▸ Task requirements
Please rescale the entries from the line containing "the athlete's torso" through the end of the entries, writing out all of those lines again with the requests included and every coordinate in the answer points multiplied by 1.45 and rounded to a whole number, halves up. Leave the coordinates in the requests' format samples as they are.

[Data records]
*-*-*
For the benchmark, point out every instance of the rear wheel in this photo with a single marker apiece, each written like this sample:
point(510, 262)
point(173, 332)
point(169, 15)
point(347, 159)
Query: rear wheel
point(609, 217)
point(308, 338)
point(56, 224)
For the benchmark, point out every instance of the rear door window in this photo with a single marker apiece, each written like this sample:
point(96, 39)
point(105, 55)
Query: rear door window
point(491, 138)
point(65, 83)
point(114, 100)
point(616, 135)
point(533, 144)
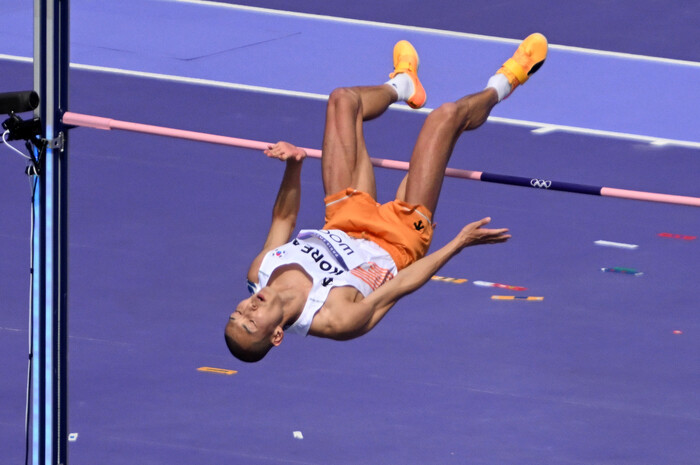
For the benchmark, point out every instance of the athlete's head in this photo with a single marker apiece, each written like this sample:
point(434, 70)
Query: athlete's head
point(255, 326)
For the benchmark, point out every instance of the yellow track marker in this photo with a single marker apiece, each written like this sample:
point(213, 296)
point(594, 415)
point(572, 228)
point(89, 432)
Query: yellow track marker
point(449, 280)
point(220, 371)
point(515, 297)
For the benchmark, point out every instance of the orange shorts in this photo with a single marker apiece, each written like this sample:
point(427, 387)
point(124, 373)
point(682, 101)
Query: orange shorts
point(403, 230)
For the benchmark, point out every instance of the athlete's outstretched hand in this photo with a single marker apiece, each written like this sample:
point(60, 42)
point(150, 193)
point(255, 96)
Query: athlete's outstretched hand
point(285, 151)
point(475, 234)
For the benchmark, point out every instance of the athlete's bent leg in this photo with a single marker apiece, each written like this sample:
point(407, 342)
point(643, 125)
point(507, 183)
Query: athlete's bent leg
point(345, 161)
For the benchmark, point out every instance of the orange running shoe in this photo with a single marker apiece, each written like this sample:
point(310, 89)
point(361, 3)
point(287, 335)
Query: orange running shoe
point(406, 61)
point(526, 60)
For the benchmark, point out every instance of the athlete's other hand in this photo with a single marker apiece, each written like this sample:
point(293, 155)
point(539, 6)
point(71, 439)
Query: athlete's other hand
point(285, 151)
point(475, 234)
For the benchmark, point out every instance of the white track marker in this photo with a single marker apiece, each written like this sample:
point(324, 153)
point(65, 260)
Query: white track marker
point(619, 245)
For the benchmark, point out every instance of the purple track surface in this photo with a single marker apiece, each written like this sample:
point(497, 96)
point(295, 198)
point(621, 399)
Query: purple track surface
point(162, 232)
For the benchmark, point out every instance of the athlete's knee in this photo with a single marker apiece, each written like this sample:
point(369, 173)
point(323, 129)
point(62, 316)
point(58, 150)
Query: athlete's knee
point(446, 116)
point(345, 98)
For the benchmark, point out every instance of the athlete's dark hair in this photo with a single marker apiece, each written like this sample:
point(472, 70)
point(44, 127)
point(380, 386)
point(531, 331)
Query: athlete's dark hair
point(252, 354)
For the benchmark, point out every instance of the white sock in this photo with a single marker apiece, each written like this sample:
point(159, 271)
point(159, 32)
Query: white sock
point(403, 85)
point(499, 82)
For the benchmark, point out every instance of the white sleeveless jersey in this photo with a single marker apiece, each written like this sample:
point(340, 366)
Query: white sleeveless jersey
point(332, 259)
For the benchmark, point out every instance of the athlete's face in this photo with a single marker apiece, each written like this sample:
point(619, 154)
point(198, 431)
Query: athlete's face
point(256, 318)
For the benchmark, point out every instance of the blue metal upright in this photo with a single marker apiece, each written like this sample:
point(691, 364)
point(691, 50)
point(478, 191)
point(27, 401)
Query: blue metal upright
point(49, 419)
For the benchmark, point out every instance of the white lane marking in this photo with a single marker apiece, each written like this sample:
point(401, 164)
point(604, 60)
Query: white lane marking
point(441, 32)
point(537, 127)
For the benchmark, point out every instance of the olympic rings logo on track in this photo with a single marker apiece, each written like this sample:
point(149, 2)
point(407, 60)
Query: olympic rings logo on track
point(540, 183)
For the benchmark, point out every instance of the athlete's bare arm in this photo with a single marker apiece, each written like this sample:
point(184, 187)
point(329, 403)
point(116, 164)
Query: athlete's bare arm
point(352, 320)
point(286, 208)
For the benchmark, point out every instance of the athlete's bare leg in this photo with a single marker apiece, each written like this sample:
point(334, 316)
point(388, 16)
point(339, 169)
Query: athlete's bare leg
point(345, 161)
point(436, 142)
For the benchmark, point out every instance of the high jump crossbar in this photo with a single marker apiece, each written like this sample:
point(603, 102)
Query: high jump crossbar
point(97, 122)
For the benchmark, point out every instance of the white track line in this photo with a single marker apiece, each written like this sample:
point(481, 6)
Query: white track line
point(537, 127)
point(441, 32)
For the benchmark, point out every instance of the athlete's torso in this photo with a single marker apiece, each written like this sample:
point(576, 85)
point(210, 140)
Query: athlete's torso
point(333, 262)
*-*-*
▸ Answer to this problem
For the benchmark, point out every instance of the athlete's torso in this photo with a single marker apiece, each written like this sample:
point(576, 85)
point(210, 140)
Query: athlete's torso
point(483, 380)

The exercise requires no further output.